Extracted entries
+ + + + +
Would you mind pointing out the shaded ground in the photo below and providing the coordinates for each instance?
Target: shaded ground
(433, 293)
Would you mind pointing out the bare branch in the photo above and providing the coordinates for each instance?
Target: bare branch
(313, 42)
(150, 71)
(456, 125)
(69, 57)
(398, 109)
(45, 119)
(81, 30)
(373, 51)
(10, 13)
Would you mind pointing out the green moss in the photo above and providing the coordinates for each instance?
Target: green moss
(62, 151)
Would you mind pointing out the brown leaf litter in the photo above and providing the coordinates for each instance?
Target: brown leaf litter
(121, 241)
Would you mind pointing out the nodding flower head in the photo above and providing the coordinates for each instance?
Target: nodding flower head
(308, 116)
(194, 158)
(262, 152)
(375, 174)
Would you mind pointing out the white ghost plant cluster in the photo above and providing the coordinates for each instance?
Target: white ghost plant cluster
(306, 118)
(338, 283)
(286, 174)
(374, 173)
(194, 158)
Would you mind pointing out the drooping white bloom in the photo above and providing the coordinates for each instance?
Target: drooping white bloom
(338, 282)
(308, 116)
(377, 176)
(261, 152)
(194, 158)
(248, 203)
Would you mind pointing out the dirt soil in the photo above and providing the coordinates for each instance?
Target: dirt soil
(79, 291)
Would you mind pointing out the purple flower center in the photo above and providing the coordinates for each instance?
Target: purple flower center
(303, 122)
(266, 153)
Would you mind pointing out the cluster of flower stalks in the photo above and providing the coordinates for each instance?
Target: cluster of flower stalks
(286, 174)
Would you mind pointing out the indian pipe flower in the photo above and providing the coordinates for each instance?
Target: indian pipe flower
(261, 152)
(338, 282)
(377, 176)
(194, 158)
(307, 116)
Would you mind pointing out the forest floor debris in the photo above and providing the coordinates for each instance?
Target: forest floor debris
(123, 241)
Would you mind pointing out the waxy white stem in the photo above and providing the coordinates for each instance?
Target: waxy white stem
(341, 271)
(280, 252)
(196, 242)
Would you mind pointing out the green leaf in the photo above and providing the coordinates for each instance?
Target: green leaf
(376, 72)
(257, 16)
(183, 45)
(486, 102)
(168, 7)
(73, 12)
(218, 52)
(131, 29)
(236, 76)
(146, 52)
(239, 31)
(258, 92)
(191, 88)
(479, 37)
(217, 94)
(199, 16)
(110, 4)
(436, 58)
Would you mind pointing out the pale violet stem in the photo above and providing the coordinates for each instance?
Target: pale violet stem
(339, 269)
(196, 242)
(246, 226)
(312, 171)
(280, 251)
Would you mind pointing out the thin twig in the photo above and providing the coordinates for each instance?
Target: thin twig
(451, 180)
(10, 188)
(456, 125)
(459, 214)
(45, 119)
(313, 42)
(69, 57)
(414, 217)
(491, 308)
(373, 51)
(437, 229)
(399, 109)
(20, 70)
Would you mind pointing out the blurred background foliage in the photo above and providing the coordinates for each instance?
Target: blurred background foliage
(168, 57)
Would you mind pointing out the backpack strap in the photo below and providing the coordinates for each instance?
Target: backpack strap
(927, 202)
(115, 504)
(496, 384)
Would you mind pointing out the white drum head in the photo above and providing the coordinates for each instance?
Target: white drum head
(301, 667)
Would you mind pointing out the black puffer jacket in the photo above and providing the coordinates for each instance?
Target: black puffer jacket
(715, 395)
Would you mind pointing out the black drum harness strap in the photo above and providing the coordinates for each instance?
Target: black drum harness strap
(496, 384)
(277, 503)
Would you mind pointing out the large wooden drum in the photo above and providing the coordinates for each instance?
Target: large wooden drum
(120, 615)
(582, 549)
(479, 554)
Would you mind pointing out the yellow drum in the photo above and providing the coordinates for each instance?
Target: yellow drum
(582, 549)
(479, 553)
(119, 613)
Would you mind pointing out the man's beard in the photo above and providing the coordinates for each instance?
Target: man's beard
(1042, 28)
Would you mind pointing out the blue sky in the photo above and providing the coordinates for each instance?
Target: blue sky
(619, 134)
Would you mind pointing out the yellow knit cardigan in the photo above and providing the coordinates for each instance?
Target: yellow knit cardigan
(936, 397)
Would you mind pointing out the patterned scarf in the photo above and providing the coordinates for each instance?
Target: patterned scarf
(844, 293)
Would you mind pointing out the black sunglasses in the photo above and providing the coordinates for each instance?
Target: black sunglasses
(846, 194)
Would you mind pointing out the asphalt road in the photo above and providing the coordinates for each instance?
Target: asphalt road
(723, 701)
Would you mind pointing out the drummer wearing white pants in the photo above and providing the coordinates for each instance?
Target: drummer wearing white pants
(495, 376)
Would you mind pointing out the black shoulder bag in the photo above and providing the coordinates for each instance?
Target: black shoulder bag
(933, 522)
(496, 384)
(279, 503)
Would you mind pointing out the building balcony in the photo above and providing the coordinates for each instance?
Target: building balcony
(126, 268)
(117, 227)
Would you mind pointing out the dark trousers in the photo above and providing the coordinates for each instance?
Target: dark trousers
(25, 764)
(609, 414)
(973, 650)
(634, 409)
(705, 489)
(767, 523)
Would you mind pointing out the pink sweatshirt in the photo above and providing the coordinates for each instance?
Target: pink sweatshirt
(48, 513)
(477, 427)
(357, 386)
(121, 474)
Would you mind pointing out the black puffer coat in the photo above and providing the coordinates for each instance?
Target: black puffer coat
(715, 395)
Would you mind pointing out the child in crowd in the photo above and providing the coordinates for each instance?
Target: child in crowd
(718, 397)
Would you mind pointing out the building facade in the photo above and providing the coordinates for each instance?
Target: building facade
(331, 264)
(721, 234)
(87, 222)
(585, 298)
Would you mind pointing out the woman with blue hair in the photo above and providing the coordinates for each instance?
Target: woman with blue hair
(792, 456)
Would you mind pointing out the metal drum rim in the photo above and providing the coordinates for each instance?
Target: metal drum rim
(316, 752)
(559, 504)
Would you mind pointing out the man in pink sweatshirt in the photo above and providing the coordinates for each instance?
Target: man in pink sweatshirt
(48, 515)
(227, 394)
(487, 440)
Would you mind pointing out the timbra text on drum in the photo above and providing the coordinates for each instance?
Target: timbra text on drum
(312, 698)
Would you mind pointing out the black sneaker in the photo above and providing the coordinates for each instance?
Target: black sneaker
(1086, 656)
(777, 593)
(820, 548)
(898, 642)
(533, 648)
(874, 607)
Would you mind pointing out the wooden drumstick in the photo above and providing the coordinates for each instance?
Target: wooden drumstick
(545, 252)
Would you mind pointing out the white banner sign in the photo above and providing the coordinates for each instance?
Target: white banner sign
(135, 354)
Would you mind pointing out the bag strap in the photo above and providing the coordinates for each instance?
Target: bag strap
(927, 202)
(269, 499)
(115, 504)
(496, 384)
+ + + + +
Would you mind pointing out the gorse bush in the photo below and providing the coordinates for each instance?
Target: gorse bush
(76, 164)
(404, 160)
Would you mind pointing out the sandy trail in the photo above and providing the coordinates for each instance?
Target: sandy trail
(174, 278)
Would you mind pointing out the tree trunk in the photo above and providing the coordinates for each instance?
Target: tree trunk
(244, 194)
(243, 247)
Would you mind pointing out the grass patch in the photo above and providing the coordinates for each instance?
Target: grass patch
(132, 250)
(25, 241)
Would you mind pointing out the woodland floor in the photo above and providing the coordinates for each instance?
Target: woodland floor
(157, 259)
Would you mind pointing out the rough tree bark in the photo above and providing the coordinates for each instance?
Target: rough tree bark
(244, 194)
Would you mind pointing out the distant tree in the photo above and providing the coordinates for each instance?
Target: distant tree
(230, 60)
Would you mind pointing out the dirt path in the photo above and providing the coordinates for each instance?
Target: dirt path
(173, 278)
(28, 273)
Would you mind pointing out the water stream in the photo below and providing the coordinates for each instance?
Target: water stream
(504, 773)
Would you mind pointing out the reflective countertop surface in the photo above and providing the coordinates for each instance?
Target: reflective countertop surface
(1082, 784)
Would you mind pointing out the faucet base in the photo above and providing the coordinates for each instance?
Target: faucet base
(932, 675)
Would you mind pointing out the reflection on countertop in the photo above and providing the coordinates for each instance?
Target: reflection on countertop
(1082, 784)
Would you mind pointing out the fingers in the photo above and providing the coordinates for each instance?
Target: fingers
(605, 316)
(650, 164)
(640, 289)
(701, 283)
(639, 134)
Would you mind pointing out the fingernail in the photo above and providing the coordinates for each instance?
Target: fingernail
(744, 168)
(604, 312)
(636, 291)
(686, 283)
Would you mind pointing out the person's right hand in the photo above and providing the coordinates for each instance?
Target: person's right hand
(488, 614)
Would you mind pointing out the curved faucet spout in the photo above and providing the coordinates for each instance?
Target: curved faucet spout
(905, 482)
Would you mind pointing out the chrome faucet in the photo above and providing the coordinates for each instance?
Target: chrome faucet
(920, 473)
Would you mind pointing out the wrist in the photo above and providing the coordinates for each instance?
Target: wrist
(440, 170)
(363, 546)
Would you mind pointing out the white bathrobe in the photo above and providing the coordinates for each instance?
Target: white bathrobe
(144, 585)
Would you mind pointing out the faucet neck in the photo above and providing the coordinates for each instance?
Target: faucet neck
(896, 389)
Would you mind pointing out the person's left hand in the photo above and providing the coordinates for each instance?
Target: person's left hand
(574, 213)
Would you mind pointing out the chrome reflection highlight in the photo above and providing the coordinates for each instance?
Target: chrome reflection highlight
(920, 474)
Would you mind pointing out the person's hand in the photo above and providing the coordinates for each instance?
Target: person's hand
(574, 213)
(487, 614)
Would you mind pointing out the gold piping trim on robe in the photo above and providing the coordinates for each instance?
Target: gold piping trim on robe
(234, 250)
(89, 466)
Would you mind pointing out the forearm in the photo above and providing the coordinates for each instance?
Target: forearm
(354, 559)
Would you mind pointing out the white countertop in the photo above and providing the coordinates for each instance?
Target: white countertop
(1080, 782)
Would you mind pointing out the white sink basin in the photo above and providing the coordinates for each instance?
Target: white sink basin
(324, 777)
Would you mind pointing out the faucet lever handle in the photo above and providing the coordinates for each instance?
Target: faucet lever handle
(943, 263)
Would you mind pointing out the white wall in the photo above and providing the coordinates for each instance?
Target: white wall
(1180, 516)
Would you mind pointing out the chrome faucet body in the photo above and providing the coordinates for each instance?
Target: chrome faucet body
+ + + + +
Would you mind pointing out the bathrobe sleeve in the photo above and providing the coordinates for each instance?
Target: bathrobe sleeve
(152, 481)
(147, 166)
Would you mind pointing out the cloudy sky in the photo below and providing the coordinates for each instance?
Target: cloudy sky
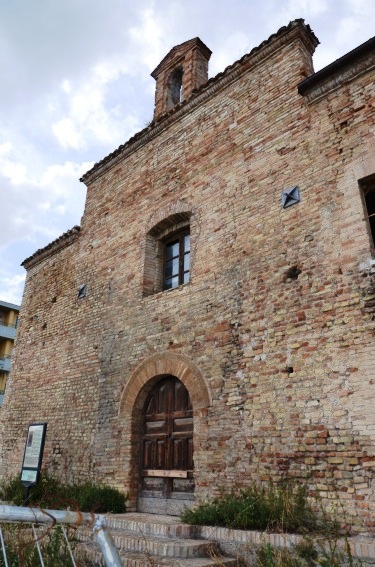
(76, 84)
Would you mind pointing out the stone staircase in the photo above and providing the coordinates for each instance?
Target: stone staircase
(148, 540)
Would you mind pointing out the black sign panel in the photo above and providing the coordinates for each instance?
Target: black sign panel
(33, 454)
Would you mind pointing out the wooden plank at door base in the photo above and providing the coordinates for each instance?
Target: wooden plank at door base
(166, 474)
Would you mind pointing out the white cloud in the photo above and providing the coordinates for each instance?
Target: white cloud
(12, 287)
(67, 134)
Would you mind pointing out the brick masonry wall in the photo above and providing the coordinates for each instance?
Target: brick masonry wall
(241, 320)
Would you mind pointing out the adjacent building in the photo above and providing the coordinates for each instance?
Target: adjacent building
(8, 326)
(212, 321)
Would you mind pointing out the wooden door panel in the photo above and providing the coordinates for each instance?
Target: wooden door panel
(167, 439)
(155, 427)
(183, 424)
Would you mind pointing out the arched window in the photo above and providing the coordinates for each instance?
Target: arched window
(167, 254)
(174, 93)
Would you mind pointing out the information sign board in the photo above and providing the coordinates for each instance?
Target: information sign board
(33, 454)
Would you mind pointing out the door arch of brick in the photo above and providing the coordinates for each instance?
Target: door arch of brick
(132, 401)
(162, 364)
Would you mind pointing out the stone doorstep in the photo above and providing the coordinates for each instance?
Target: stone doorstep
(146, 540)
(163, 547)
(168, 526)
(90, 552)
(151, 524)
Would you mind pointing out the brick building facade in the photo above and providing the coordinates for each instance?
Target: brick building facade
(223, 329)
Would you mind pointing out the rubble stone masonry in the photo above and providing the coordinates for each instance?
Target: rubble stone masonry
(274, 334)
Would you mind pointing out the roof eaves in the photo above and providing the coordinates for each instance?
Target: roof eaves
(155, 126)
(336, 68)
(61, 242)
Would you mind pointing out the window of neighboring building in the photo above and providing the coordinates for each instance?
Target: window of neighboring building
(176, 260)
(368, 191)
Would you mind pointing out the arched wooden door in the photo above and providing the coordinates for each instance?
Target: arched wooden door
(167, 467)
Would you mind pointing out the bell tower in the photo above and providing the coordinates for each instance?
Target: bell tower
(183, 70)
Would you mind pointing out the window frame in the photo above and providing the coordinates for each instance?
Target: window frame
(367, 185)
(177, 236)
+ + + + +
About this task
For each line in the data that contains the string "body", give a copy of that line.

Response box
Would you mind pointing out the chrome faucet body in the photo above and providing the coordinates for each instance?
Target: chrome faucet body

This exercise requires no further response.